La fábrica de nada, la tensión irresoluble de la izquierda revolucionaria

Por: Ivana Peric M. | Publicado: 25.06.2018
La fábrica de nada, la tensión irresoluble de la izquierda revolucionaria foto 1 |
En esta ocasión, la cámara se centra en un grupo de trabajadores de una fábrica ubicada en Póvoa de Santa Iria, Portugal que, tras enterarse del plan de los dueños de darle cierre, se ven obligados a enfrentarse a la disyuntiva de si aceptar la cuantiosa indemnización que se sigue de quedarse sin empleo, o no aceptarla para organizarse colectivamente en la operación de la empresa de ascensores ahora sin dueño.

La fábrica de nada (2017), la más reciente entrega del cineasta portugués Pedro Pinho, parece ser un filme hecho innumerables veces. Y es que con casi tres horas de extensión logra traer a escena algunos de los filmes más memorables de Charles Chaplin, los hermanos Dardenne, Ari Kaurismäki, Pier Paolo Pasolini, Béla Tarr, y Pablo Trapero, solo por nombrar algunos. De un modo particular se hace de la operación de convocar a referentes de todas las épocas y latitudes como si con ello quisiera mostrarnos que, a pesar del paso del tiempo, la misma pregunta es la que cruza toda la historia del cine. En esta ocasión, la cámara se centra en un grupo de trabajadores de una fábrica ubicada en Póvoa de Santa Iria, Portugal que, tras enterarse del plan de los dueños de darle cierre, se ven obligados a enfrentarse a la disyuntiva de si aceptar la cuantiosa indemnización que se sigue de quedarse sin empleo, o no aceptarla para organizarse colectivamente en la operación de la empresa de ascensores ahora sin dueño.

La mencionada disyuntiva va adoptando múltiples formas que se reúnen en un filme construido por capas que se van superponiendo al ritmo lento de una conversación trasnochada. Una primera capa muestra los vaivenes de la relación que un joven trabajador de la fábrica sostiene con una inmigrante que, por vivir atormentada por la tiranía del cotidiano, piensa en formas de sorprenderlo; con el gracioso hijo de la inmigrante que tararea canciones en inglés y le recuerda permanentemente que él no es su padre; y con su padre pescador que desolla conejos y lo alienta a realizar su propia ilusión de derrotar al capitalismo a través del uso de las armas. Una segunda capa muestra las complicaciones a las que se enfrenta el grupo de trabajadores ante el cierre de la empresa y lo que ocurre cuando deciden ocuparla impidiéndole el ingreso tanto a los administradores como a la policía. Y una tercera capa muestra a un intelectual español que, obsesionado por registrar experiencias revolucionarias del proletariado en todo el mundo, encuentra la fábrica de ascensores e intenta intervenir en dicho proceso que analiza a la luz de conversaciones con amigos que hablan el que parece ser el idioma del marxismo por excelencia.
■ ■ ■ ■
- Requisitos:
Prosigue la reseña sobre la película La fábrica de nada a partir del punto en que termina el fragmento. No hace falta consultar los ítems.
■ ■ ■ ■
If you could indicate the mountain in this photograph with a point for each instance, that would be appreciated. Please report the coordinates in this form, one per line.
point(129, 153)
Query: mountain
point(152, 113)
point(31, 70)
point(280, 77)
■ ■ ■ ■
- Resultado:
Los variados puntos de contacto entre estas tres capas sirven para dirigir la mirada a la aparente tensión existente entre el interés personal y el interés colectivo, o en otros términos, a la cuestión de cómo realizar las necesidades básicas de comer, educarse, dormir, y calentarse, o las no tan básicas de tener un celular, el último artículo de moda, o cantar metal en un bar al mismo tiempo que conseguir invertir la relación de subordinación de la vida al trabajo. Dicha tensión, que es explícitamente dicha en el filme, es desplazada por la frase que hacia el final sale al unísono de la boca de los mismos trabajadores como si de un mantra se tratare; “sin hacer nada”. Es así como nos enfrentamos a escenas que parecen haberse emancipado de la cuenta del reloj en las que vemos a los trabajadores jugando al fútbol, haciendo una carrera alrededor del galpón montados sobre portas carga, o golpeando herramientas de fierro unas con otras hasta lograr una melodía; o a los rostros de los amigos intelectuales que sostienen discusiones inagotables en la tranquilidad de su hogar acerca de si es realmente revolucionario constituir una cooperativa o es más bien una forma de perpetuar el poder del capital.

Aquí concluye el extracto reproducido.